**Set task**
Swap every instance of "woman's hand" for "woman's palm" in the entries, leaving all other wording unchanged.

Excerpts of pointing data
------------------------------------------------

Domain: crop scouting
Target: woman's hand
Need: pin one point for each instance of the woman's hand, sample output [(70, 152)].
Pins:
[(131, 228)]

------------------------------------------------

**Answer below**
Domain: crop scouting
Target: woman's palm
Need: pin one point for each instance of the woman's palm, sample output [(70, 152)].
Pins:
[(131, 228)]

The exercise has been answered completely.